--- EXERCISE REQUIREMENTS ---
1/ In the post about starting ADHD medication, what lesson from sales does the writer recall?
2/ Continue the post about starting ADHD medication, picking up right after its final sentence.

--- EXCERPT TO READ ---
Two weeks ago, I had decided that I had enough.
On Monday, February 15th, I had a conversation with my doctor about why I felt I needed medication for my ADHD. I shared my inability to direct my focus and prioritize certain tasks. I shared how some days I just couldn’t work, even though I knew I needed to, even though I wanted to. I shared how I often lose control over my body and have no awareness for my physical presense, whether that be my volume level, my proximity to others, or a little tick, such as a leg bounce or a hum.
I shared how even the smallest events took an exorbitant amount of energy, and how I was often drained after completing only a few simple tasks. I shared my occasional spurts of hyperfocus, times when all of my energy is fixated on only one thing, and I’ll go several hours with eating, drinking, or even going to the bathroom. I shared my frustation with how sporadic my work at home was, and how I desperately wished to accomplish a “normal” work week.
I told her that I didn’t want to hate myself anymore.
After hearing about my experiences, she reccomended two things. She said she would connect me to a behavorial health specialist to walk through some more coping techniques to add to those I already had in place. She also said she’d like to start me on Adderall.
Immediately, I felt the weight lift from my chest. Help. I was getting help. Yet part of me wanted to tell her I didn’t need it. I wanted to tell her that last week was better and I was doing fine without the medicine. But the other part of me knew that it wouldn’t last. It never did. Soon I’d be sitting at my desk, mentally scolding myself for staring at the wall for 30 minutes instead of working, even though I knew I wasn’t able to work, anyway.
And then I was reminded of what I learned in sales a little over a year ago.
You don’t have to be sick to get better.
Maybe I was doing okay. But what if I could be doing more than okay?
So we agreed that medicine was the next step.
I was able to pick up my medicine later that day, so that when I started my morning on Tuesday, I could add Adderall to the equation. And I immediately noticed a difference.
This is a review I wrote for one of my jobs that Monday, before I had begun my medication:
This is a review I wrote on Tuesday morning after taking the Adderall a few hours prior:
Look at that difference! Suddenly, all the lies about myself I had been repeating vanished.
You’re a failure. You’re lazy. You’re bad at your job. Your reviews suck.
Instead, I felt empowered.
Look at all I can accomplish with help!
Later that week, when writing the family feature for the magizine I work for, I found the words flowing more freely than they had for the past four features. What normally took me four hours I had done in two. I no longer had chunks of time every two sentences where I would get lost inside my head. I no longer felt exhausted after writing a paragraph.
And suddenly, for the first time in nearly two years, I found myself enjoying work. Enjoying writing. Enjoying my own company. And, for the first time in months, I felt proud of the work that I had done.

--- SUPPLIED RECORDS ---

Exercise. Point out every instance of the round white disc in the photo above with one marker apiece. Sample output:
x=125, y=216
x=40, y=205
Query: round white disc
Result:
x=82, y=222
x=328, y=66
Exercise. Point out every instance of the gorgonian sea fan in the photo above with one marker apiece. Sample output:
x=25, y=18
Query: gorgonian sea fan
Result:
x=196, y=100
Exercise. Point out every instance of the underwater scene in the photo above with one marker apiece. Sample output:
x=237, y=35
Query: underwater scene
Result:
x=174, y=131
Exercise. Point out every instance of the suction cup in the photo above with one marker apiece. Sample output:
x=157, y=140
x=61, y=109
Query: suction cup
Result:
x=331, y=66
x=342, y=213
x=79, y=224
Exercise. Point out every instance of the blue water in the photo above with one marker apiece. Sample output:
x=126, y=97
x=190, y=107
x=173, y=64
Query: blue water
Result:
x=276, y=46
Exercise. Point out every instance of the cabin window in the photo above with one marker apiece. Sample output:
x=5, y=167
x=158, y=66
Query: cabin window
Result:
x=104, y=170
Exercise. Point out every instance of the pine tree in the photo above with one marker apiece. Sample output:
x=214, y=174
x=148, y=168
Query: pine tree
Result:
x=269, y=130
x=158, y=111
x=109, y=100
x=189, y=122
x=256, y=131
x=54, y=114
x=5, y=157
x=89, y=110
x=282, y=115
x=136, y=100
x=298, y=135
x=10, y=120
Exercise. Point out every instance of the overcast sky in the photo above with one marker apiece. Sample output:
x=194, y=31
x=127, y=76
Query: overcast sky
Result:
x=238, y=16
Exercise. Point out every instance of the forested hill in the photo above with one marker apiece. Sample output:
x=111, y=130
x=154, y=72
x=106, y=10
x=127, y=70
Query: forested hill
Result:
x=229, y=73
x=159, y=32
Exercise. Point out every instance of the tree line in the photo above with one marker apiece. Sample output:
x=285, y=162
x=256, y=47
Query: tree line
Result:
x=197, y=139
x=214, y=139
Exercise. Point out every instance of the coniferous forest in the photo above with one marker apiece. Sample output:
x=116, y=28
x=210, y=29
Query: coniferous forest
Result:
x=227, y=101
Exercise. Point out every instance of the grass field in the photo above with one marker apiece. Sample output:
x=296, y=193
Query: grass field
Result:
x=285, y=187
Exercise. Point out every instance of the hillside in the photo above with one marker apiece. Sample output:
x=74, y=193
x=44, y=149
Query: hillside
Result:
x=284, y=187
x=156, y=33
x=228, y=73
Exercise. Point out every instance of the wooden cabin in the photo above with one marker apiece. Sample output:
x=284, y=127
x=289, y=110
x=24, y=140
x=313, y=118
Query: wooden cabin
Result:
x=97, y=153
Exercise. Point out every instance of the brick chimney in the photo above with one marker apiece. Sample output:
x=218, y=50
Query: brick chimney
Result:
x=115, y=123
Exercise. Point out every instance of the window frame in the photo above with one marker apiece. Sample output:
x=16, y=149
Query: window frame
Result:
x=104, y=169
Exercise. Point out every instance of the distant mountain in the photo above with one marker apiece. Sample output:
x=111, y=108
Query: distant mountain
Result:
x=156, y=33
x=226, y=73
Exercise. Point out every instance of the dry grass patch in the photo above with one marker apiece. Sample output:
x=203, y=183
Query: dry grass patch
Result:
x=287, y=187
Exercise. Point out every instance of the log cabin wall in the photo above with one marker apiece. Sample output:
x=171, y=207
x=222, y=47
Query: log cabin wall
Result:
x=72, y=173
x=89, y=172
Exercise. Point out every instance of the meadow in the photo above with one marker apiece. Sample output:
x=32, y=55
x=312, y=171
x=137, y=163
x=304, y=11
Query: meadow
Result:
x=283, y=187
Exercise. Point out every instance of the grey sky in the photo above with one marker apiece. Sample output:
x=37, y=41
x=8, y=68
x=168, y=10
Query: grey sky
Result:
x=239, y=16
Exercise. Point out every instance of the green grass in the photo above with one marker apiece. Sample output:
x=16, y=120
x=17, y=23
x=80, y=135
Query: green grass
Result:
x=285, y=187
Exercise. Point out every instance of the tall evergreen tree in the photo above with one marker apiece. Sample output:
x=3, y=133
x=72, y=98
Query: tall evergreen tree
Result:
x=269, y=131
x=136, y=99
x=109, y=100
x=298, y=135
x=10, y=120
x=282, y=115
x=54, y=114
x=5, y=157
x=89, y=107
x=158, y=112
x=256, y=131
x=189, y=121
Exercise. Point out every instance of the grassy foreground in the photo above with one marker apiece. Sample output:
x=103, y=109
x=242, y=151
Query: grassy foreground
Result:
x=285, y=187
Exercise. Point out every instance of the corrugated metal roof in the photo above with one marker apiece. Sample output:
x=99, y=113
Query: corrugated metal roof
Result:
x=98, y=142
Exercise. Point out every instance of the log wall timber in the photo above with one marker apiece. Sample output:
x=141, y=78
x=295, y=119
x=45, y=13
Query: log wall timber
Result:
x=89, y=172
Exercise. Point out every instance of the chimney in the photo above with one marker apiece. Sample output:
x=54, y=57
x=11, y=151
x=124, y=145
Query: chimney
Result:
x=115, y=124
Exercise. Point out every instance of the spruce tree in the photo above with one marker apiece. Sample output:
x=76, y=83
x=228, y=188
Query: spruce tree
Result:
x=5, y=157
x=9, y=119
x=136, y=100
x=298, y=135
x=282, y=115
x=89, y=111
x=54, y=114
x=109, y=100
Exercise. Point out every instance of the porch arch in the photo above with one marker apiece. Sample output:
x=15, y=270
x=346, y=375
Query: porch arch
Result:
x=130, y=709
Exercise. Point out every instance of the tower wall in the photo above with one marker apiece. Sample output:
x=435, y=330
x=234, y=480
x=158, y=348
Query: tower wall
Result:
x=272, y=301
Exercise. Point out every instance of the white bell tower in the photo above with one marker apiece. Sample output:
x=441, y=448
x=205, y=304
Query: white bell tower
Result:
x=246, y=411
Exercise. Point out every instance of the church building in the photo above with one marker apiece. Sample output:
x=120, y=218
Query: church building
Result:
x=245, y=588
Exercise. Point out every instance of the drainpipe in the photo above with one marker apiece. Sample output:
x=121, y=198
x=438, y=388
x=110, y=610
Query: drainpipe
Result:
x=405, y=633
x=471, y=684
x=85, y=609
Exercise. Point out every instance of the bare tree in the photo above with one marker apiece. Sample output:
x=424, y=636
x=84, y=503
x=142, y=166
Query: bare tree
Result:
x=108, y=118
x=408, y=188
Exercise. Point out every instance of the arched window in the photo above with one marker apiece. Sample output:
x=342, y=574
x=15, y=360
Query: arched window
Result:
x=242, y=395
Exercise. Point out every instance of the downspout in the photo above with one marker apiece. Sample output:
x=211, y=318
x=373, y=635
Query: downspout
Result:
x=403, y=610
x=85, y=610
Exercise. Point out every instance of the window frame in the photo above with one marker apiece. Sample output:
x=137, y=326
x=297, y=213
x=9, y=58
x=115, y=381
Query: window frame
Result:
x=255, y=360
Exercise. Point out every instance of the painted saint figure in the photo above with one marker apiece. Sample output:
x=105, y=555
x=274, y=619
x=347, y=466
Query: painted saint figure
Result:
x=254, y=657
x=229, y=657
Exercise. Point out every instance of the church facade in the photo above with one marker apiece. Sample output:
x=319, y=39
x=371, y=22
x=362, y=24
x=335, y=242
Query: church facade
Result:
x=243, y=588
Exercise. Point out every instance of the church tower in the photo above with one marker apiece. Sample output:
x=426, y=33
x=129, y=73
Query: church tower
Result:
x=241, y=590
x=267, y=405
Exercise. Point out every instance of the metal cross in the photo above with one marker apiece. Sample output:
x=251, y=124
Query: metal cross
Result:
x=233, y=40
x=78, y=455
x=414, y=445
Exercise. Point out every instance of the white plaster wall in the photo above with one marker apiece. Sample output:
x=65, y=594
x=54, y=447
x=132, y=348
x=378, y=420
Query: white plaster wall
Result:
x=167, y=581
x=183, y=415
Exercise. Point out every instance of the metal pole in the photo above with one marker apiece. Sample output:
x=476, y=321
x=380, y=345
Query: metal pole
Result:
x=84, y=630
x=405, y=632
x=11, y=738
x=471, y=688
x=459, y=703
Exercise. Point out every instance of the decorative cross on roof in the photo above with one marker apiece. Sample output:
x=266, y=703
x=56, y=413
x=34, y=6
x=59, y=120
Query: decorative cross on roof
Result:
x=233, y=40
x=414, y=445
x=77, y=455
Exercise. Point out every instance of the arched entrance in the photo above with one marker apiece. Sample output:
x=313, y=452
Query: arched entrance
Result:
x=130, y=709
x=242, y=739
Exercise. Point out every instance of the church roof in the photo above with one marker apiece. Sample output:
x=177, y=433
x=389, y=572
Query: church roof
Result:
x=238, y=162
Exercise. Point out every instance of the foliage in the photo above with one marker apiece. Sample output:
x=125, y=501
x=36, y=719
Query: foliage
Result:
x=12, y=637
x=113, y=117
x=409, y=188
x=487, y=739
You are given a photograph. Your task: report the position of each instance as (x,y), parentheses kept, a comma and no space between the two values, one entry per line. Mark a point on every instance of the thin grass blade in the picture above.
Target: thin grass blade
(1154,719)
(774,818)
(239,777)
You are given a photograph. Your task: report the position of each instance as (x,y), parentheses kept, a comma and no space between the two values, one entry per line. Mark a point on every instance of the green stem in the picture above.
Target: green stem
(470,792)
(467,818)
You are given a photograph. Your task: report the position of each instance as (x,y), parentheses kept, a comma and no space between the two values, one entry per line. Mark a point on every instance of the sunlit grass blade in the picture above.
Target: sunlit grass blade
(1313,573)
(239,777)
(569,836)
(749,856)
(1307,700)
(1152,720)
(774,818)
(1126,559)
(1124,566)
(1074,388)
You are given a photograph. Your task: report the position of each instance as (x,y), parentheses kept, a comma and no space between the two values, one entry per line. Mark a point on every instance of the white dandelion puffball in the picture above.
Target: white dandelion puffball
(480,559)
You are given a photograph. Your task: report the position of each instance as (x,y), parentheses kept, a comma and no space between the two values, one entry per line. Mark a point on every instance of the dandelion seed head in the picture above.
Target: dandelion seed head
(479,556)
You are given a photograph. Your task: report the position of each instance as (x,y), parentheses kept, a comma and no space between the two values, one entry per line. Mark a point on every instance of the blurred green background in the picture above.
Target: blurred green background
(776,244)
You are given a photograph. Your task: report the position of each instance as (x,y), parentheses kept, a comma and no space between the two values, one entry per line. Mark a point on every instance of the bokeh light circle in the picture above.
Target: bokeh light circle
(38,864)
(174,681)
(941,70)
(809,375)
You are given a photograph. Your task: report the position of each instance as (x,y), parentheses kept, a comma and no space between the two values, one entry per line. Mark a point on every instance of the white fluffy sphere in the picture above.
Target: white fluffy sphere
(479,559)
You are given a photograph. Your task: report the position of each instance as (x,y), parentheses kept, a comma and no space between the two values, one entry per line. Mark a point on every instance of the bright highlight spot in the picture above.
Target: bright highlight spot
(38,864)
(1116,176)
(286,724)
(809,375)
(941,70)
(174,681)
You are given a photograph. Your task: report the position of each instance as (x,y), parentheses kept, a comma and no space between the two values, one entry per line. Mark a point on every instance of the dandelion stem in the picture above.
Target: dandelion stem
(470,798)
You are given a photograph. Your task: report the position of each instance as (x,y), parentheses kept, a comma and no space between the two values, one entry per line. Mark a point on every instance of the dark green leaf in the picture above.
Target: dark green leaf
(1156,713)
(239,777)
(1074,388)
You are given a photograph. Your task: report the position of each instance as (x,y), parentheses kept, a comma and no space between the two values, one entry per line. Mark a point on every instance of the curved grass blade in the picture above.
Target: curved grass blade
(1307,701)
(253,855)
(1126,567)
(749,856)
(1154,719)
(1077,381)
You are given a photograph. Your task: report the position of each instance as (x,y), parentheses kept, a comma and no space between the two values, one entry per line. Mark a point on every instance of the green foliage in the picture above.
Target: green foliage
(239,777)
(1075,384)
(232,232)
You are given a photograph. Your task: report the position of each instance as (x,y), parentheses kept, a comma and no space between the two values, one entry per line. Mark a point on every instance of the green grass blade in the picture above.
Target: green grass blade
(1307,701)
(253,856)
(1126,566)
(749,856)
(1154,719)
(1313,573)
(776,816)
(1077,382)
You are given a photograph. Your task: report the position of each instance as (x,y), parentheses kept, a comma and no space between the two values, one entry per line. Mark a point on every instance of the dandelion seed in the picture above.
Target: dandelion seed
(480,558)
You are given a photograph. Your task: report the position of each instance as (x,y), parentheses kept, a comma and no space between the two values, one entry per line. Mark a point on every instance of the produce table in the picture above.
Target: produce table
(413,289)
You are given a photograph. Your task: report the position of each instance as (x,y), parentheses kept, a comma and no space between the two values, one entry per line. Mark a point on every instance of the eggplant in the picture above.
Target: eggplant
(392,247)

--- EXPECTED OUTPUTS ---
1/ You don't have to be sick to get better.

2/
And I cried. On that first day of being medicated, I broke down in the middle of my work shift and cried. Relief washed over me. I felt so much lighter. I felt like a normal human being for the first time in years. And I found myself wondering… Why did I wait so long to get help?
I am no longer dreading work. In fact, I find myself looking forward to it. The basic tasks of each day no longer feel like a marathon. Switching back and forth between tasks became easier. Starting work at the beginning of the day is easier. I no longer have to compete with the static in my head. The pressure that I have been living with for so long, the weight that I carried from dawn until dusk… it was gone.
After months of chains, I finally felt free.
Medication is a touchy subject. Everyone has their own opinion based on their own experiences. Some medications don’t work for certain people. Some come with brutal side effects. For me, I’ve been experiencing headaches and the loss of my appetite. Starting this road is a risky one.
I told myself I didn’t need medication. I had learned to live with my ADHD. I had a good handle on it. I had coping strategies. I had boundaries.
But suddenly, those didn’t work anymore. Suddenly, an hour of work was exhausting. Suddenly, I didn’t know how to make it stop. Suddenly, the static was so loud and I didn’t know how to get rid of it.
That is why I started medication. Nothing else was working anymore.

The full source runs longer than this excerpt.